## START Selected excerpt
For President Donald Trump, “hot” isn’t just a compliment — it’s an ethos.

Sydney Sweeney is the “HOTTEST. ” Taylor Swift is “NO LONGER HOT,” the president proclaimed in a series of posts last summer on Truth Social, the hottest social media app, no doubt.

“Hot” is why women of the MAGA movement seek out Mar-a-Lago face, why the men lean hard into spray tans, and why Trump himself fawns over the pilots of Air Force One.

“These guys are specimens,” he said during a 2024 interview with Joe Rogan. “They’re better looking than Tom Cruise ... Like, perfect specimens.”

Hotness is next to godliness for MAGA. Given the fixation, it’s no surprise that being the “hotter” political party has become another way of “owning the libs”: Earlier this month, Katie Miller, a political adviser and the wife of White House deputy chief of staff Stephen Miller, tweeted a survey suggesting that 60% of “extremely liberal” men are childless.

It’s because “liberal men aren’t attractive,” Miller remarked. (“Have you seen your husband?” many replied.)

Miller isn’t the only one on the right playing Hot or Not: Political Edition — Kid Rock, the stogie-loving MAGA songbird, recently blamed “ugly liberal women” for America’s declining birthrate.

Then there’s Fox Nation’s Tomi Lahren, who has blamed “ugly white liberal women” for what she calls the “open and blatant hatred of white people” in the U.S.

Brian Glenn, a host at the conservative Right Side Broadcasting Network and former Rep. Marjorie Taylor Greene’s boyfriend, thinks that liberal women are usually the “ugliest” women.

“I believe that conservative and Republican people are better-looking people,” he told Christina Bobb, a Trump attorney, a few years back. “They’re happy. They’re joyous. They exercise. They get outside. They enjoy the outdoors. They’re proud of themselves. They embrace their inner beauty and outer beauty.”

There’s nothing new here, really ― “women’s libbers are ugly” is a taunt that goes back to attacks against suffragettes more than a century ago.

“The idea is that feminists are just women who can’t attract a man, and therefore hate men,” said Dan Cassino, a professor of government and politics at Fairleigh Dickinson University, who has studied how Trump is shaping ideas around gender.

The underlying belief is that what women really want is to get married, have a husband who earns all the money, and be housewives and mothers.
## END Selected excerpt
**Problems to solve**
**1)** Quote the article about MAGA and "hotness" word for word, everything from "Then there’s Fox" down to "in the U.S.".
**2)** In the article about MAGA and "hotness," what subject does Dan Cassino teach, and at which university?
Please rely only on the article about MAGA and "hotness."
## START Data rows
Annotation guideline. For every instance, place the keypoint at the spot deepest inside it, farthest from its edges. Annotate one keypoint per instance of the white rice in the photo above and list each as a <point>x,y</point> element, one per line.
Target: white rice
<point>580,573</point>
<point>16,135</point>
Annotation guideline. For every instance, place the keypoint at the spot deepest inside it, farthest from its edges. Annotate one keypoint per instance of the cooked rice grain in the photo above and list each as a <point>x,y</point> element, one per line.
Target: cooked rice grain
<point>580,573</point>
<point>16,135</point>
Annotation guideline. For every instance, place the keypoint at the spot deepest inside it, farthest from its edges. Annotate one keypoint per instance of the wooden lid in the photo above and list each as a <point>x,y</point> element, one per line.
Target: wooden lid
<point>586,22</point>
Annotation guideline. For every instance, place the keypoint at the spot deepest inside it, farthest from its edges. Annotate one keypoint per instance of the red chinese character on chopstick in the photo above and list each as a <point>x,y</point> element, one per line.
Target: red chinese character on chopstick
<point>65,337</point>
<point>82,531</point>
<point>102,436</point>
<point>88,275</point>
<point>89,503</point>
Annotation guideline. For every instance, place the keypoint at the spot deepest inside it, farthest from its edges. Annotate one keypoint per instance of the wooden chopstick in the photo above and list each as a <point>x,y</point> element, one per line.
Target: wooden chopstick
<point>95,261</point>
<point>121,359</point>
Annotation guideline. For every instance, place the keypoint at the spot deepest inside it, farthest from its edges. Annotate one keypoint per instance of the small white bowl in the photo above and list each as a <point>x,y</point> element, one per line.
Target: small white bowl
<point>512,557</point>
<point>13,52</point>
## END Data rows
**Expected outputs**
**1)**
Then there’s Fox Nation’s Tomi Lahren, who has blamed “ugly white liberal women” for what she calls the “open and blatant hatred of white people” in the U.S.

**2)** Government and politics at Fairleigh Dickinson University.